▶ _DATA ROWS_:
· · · · · · ·
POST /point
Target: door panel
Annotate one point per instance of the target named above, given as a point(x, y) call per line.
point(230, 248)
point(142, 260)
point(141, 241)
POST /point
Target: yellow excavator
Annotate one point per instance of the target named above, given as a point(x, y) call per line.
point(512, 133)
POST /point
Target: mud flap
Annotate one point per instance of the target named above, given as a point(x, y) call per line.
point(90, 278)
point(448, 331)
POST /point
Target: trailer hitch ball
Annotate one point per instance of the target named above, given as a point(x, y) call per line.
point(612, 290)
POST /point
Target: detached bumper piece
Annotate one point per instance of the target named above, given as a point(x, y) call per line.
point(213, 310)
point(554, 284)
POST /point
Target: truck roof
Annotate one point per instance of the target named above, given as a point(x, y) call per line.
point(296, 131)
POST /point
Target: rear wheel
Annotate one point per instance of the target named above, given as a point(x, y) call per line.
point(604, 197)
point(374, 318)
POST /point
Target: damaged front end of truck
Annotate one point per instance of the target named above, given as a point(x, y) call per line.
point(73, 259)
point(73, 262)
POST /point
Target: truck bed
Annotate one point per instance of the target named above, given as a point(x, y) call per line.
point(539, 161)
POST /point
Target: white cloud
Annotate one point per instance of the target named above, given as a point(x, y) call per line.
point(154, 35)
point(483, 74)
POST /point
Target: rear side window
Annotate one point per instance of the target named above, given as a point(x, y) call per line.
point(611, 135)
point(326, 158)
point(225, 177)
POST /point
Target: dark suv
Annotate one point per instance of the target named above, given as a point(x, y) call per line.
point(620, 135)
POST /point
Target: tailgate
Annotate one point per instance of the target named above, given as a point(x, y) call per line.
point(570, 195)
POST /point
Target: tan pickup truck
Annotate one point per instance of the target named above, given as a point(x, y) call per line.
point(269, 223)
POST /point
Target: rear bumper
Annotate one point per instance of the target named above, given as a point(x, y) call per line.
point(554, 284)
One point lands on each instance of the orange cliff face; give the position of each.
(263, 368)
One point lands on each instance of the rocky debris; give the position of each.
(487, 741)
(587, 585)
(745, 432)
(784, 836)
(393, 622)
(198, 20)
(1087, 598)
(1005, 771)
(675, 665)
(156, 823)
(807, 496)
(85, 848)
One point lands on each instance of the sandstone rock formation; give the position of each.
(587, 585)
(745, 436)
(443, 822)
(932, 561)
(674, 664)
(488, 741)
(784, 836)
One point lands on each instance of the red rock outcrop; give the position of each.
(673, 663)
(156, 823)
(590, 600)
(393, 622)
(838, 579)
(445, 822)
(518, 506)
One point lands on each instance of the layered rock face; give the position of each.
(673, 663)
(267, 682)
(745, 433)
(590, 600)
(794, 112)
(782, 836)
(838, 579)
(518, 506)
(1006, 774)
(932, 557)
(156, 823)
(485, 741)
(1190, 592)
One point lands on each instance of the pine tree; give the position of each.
· · · · · · ·
▶ _YOUR INSTRUCTIONS_: Find the line with "One point lands on each instance of the orange" in the listing above, then write out that line and each remaining line exactly, with no other text.

▶ _WRITTEN RESPONSE_:
One point lands on each instance of the orange cliff face; give the position of each.
(263, 368)
One point lands on each instance of the rocky debris; give the position of each.
(487, 741)
(587, 585)
(745, 432)
(784, 836)
(393, 622)
(198, 20)
(1087, 598)
(1005, 771)
(675, 665)
(156, 823)
(807, 496)
(85, 848)
One point lands on each instance of the sandstone rock formation; give the position of each.
(587, 585)
(745, 436)
(443, 822)
(932, 561)
(674, 664)
(488, 741)
(784, 836)
One point lands on each instance of the red rock outcrop; give the position of each.
(673, 663)
(156, 823)
(590, 600)
(393, 622)
(838, 579)
(445, 822)
(518, 506)
One point lands on each instance of the layered rock face; give the position of each.
(673, 663)
(267, 682)
(745, 433)
(590, 600)
(794, 112)
(782, 836)
(838, 579)
(518, 506)
(1006, 774)
(932, 557)
(156, 823)
(485, 741)
(1190, 592)
One point lands on each instance of the pine tree; give the position of each.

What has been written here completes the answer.